Segment Start: PROVIDED INFORMATION
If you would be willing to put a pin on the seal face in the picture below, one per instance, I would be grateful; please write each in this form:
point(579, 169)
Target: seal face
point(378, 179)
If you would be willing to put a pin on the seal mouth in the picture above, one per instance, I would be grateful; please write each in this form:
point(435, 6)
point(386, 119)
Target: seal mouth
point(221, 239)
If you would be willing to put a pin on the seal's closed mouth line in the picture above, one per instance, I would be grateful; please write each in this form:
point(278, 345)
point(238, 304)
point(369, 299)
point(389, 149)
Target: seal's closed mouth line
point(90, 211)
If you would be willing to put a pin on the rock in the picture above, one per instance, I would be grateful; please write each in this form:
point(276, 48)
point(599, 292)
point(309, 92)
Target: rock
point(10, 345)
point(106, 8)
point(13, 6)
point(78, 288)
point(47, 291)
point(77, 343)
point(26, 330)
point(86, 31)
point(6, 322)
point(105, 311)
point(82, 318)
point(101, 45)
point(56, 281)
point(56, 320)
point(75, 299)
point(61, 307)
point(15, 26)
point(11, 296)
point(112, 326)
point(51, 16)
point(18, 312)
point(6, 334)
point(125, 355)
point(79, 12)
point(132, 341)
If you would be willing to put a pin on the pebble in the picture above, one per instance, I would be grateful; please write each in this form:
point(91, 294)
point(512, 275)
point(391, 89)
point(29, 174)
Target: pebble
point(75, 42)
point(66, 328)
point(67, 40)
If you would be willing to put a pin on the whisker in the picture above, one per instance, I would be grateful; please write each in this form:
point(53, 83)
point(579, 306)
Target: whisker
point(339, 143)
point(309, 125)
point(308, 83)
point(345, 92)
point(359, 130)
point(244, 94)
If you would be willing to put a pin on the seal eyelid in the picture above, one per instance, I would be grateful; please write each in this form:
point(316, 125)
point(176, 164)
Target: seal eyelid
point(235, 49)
Segment End: PROVIDED INFORMATION
### TASK
Retype exactly the lines of the data above, starting at its first line and finishing with the line that has "point(309, 92)" in it.

### SOLUTION TO THE EXERCISE
If you would be willing to put a pin on the seal face in the picture below, one per instance, I would be grateful; please write each in this form:
point(579, 169)
Target: seal face
point(378, 179)
If you would be willing to put a pin on the seal mouth in the picture above, one per instance, I would be grateful; please write each in this form:
point(435, 6)
point(386, 119)
Target: seal mouth
point(221, 239)
If you would be willing to put a pin on the seal's closed mouth line in the picture above, one per instance, I would be grateful; please write each in this form:
point(278, 345)
point(238, 304)
point(369, 299)
point(389, 149)
Target: seal's closed mouth line
point(90, 211)
If you would be willing to put a pin on the rock in the picture above, one per instance, I would be grateful; please write each in this form:
point(276, 48)
point(599, 292)
point(309, 92)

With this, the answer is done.